● Desafíos
a. Traduce al inglés la siguiente oración del texto sobre Bucovina: «Pero sobre todo hay un motivo que en sí mismo vale todo el viaje a Rumanía: los frescos de los monasterios e iglesias de Bucovina.»
b. Transcribe del texto sobre Bucovina el pasaje que empieza con «Erigidos en el» y continúa hasta «de la iglesia.».

● Fragmento de origen
----------
Por María Luz Climent Mascarell (dpa)

Si el creador japonés de los dibujos de «Heidi» hubiese visto las hermosas montañas de Bucovina, no habría ambientado las aventuras de la traviesa niña alegre de mofletes sonrosados en la Suiza original, sino en esta región del norte de Rumania, al sur de Ucrania.

Sin embargo, fue el escritor irlandés Bram Stoker quien puso Rumania en el imaginario de lectores de todo el mundo, pero como la tierra de vampiros y la patria del terrorífico Drácula. Y así ha quedado uno de los más hermosos paisajes del antiguo bloque de países del Este como una tierra oscura, cuando en realidad es una nación luminosa, en la que al visitante le aguarda frondosos bosques, praderas tupidas que invitan a recostarse sobre la hierba y minúsculas aldeas ajenas al correr de los tiempos. En ocasiones evoca un paisaje puro, apenas alterado por la mano del hombre.

Pero sobre todo hay un motivo que en sí mismo vale todo el viaje a Rumanía: los frescos de los monasterios e iglesias de Bucovina.

Erigidos en el siglo XV y XVI por el príncipe de Moldavia Stefan Cel Mare (Esteban el Grande y el Santo) y su hijo ilegítimo Petru Rares, se construyeron en zonas boscosas para quedar a salvo de los turcos, cuyo imperio por entonces ya había llegado a las puertas de Viena. La intención del monarca era consolidar un Estado moldavo de lengua latina, así como la religión cristiana, por lo que hizo construir varios monasterios profusamente decorados con escenas bíblicas tanto dentro como fuera de la iglesia.

Este espectáculo visual está compuesto por un rosario de iglesias ortodoxas cuyo recorrido de varios cientos de kilómetros por áreas montañosas requiere sin embargo destreza al volante a fin de poder llegar a los monasterios sin acabar en una cuneta, pues algunas carreteras son dignas de un «Camel Trophy».
----------
(Filas de un conjunto de datos de etiquetado de cajas)
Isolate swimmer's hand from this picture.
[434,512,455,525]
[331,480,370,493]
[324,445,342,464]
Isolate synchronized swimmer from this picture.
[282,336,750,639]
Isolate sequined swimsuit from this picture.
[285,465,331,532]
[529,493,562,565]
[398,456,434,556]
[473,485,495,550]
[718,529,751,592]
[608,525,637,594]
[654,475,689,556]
----------
● Respuestas por tarea
a. But above all there is one reason that in itself makes the whole trip to Romania worthwhile: the frescoes of the monasteries and churches of Bucovina.

b.
Erigidos en el siglo XV y XVI por el príncipe de Moldavia Stefan Cel Mare (Esteban el Grande y el Santo) y su hijo ilegítimo Petru Rares, se construyeron en zonas boscosas para quedar a salvo de los turcos, cuyo imperio por entonces ya había llegado a las puertas de Viena. La intención del monarca era consolidar un Estado moldavo de lengua latina, así como la religión cristiana, por lo que hizo construir varios monasterios profusamente decorados con escenas bíblicas tanto dentro como fuera de la iglesia.